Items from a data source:

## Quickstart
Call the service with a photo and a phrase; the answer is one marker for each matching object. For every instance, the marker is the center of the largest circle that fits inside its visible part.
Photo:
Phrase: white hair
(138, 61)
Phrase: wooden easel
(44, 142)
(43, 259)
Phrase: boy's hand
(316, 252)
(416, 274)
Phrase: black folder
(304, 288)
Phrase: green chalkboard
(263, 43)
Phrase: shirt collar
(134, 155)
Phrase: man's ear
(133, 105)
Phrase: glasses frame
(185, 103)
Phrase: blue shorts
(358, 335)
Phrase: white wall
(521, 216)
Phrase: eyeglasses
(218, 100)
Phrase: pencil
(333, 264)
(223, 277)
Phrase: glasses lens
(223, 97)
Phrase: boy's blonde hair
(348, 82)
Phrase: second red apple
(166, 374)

- [Requirement] Rewrite everything from the line containing "Phrase: wooden easel" down to the last of the items, swapping "pencil" for "crayon" and keeping all else the same.

- [Exercise answer]
Phrase: wooden easel
(44, 142)
(43, 259)
Phrase: boy's hand
(316, 252)
(416, 274)
Phrase: black folder
(304, 288)
Phrase: green chalkboard
(263, 43)
Phrase: shirt collar
(134, 155)
Phrase: man's ear
(133, 105)
Phrase: glasses frame
(185, 103)
Phrase: blue shorts
(358, 335)
Phrase: white wall
(521, 216)
Phrase: eyeglasses
(218, 100)
Phrase: crayon
(333, 264)
(223, 277)
Phrase: glasses lens
(223, 97)
Phrase: boy's blonde hair
(348, 82)
Phrase: second red apple
(166, 374)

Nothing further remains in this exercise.